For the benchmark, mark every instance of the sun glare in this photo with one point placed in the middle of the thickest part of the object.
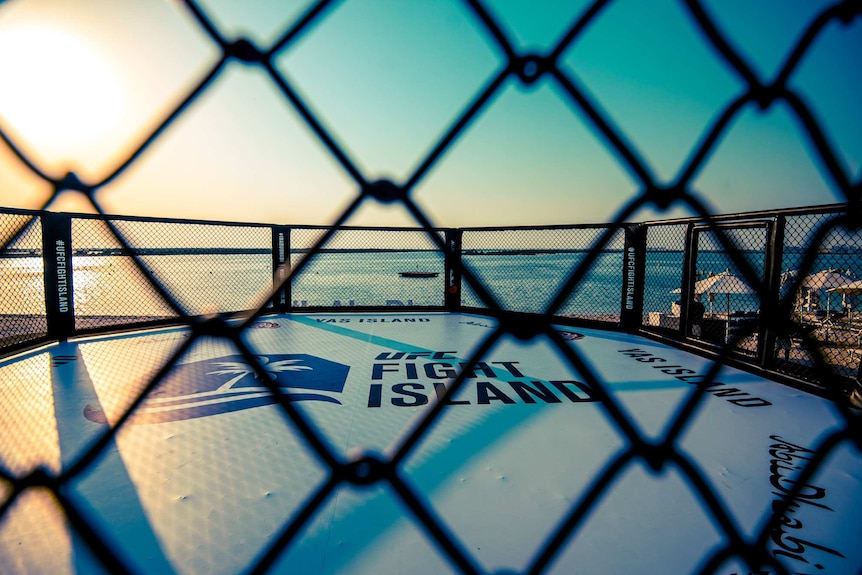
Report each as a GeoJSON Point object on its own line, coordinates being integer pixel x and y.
{"type": "Point", "coordinates": [57, 93]}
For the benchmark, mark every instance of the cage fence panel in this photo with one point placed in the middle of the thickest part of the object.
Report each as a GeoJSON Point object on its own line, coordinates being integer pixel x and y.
{"type": "Point", "coordinates": [24, 318]}
{"type": "Point", "coordinates": [201, 509]}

-*-

_Task_
Set out all of the data above as a numbered list, one entry per line, with blank lines dropped and the pictures omitted.

_The answer_
1. For the benchmark, mark every instance of the sun glare in this photo with one point placed in the middle of the thickest part of the object.
2. Report each as a GeoJSON Point object on its own line, coordinates being integer pixel x and y.
3. {"type": "Point", "coordinates": [57, 93]}
4. For the benchmark, mark every instance of the cage fence panel in this photo with one point placed in the middle of the thickest part of the object.
5. Report each as a GeoJSON Point object on its own line, coordinates being integer pixel x and y.
6. {"type": "Point", "coordinates": [24, 318]}
7. {"type": "Point", "coordinates": [201, 509]}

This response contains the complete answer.